### DATA SHOWN ###
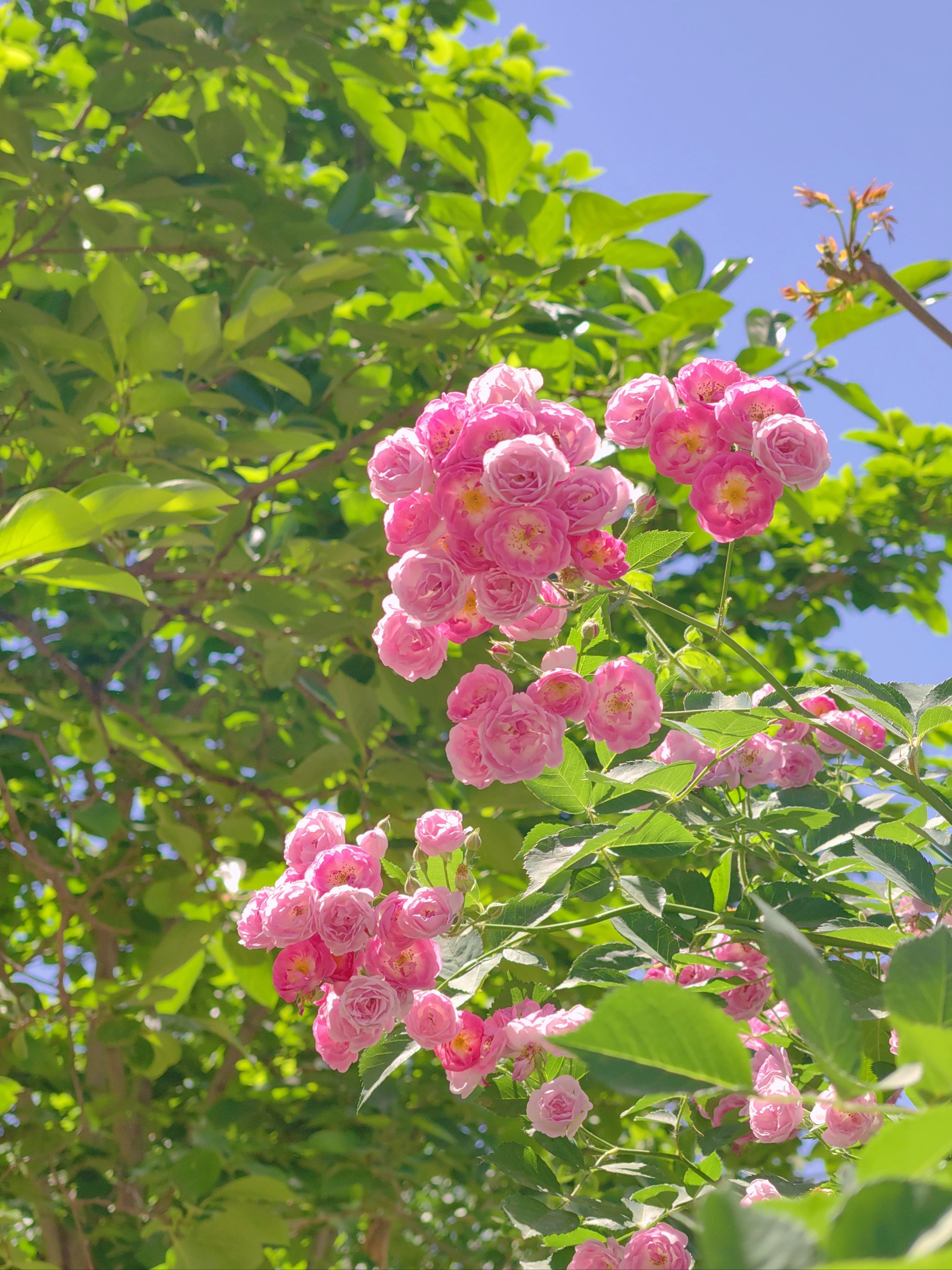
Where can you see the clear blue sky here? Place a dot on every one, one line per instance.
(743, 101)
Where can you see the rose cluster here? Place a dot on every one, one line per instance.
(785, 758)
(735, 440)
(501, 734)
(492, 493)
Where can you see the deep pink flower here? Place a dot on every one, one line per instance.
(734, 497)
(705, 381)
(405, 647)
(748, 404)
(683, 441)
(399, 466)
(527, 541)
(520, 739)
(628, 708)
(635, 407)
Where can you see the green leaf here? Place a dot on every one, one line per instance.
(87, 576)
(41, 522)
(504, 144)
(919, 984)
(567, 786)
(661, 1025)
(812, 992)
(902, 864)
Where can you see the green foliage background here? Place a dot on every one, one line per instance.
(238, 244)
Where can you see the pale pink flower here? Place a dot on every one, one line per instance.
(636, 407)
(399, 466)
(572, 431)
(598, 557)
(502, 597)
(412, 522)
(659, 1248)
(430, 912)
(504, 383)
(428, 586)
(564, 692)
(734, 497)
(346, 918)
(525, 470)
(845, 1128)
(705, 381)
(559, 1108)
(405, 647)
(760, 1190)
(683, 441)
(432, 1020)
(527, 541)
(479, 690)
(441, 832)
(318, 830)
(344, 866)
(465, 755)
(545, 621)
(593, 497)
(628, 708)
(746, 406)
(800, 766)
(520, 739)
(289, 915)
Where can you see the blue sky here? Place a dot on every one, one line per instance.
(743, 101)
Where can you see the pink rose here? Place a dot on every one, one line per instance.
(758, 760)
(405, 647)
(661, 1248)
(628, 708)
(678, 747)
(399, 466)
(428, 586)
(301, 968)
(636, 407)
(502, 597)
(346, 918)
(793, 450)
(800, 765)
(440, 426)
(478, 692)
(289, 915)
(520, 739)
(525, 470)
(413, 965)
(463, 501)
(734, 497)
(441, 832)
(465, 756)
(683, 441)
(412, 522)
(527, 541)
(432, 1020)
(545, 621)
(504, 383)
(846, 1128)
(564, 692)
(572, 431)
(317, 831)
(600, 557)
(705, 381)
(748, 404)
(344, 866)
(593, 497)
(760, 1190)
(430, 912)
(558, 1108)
###
### DATA SHOWN ###
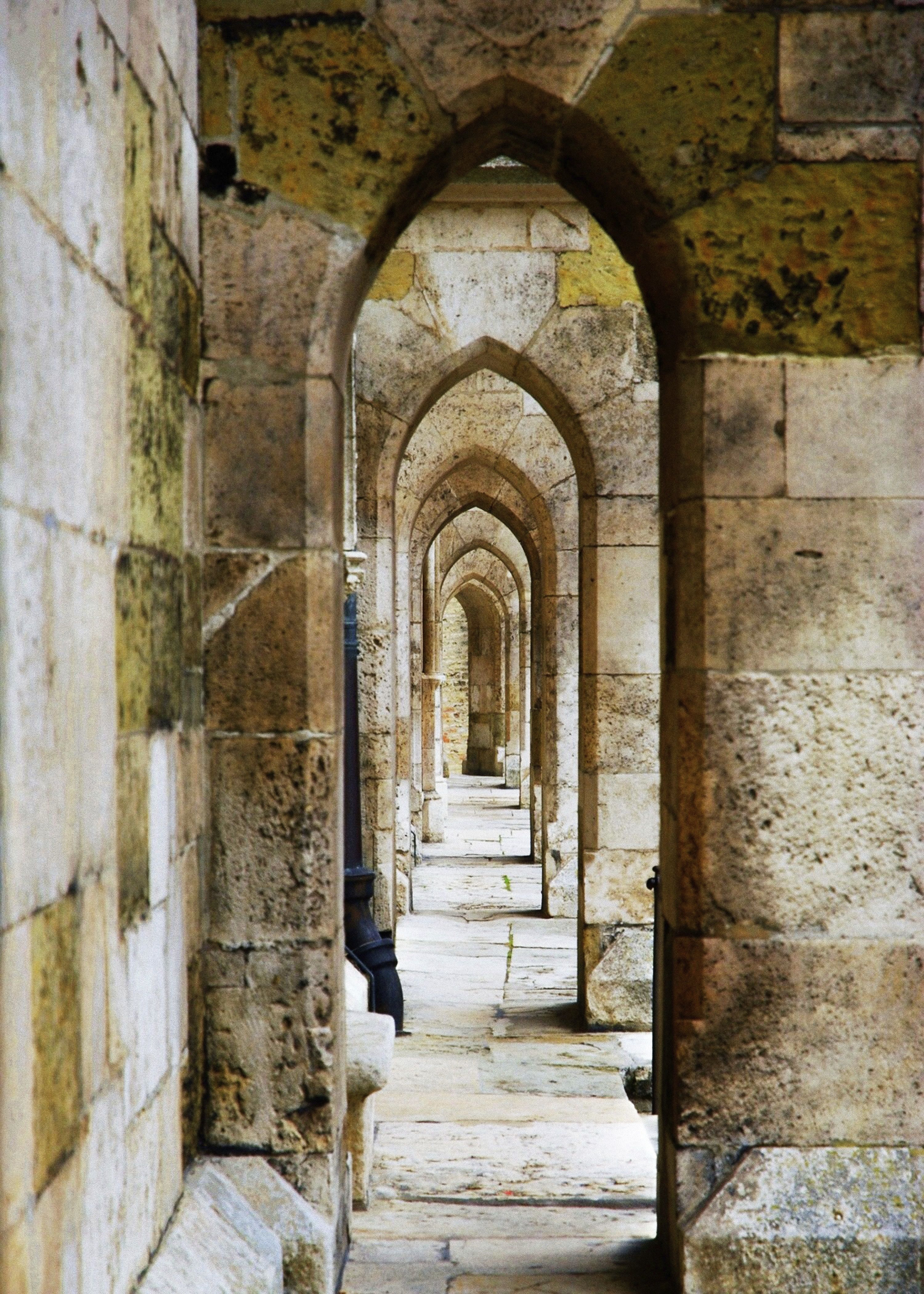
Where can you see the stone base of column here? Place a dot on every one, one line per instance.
###
**CHALLENGE:** Count the lines in the items above that contain the word "pink". Reply with the number alone.

**RESPONSE TO THE EXERCISE:** 3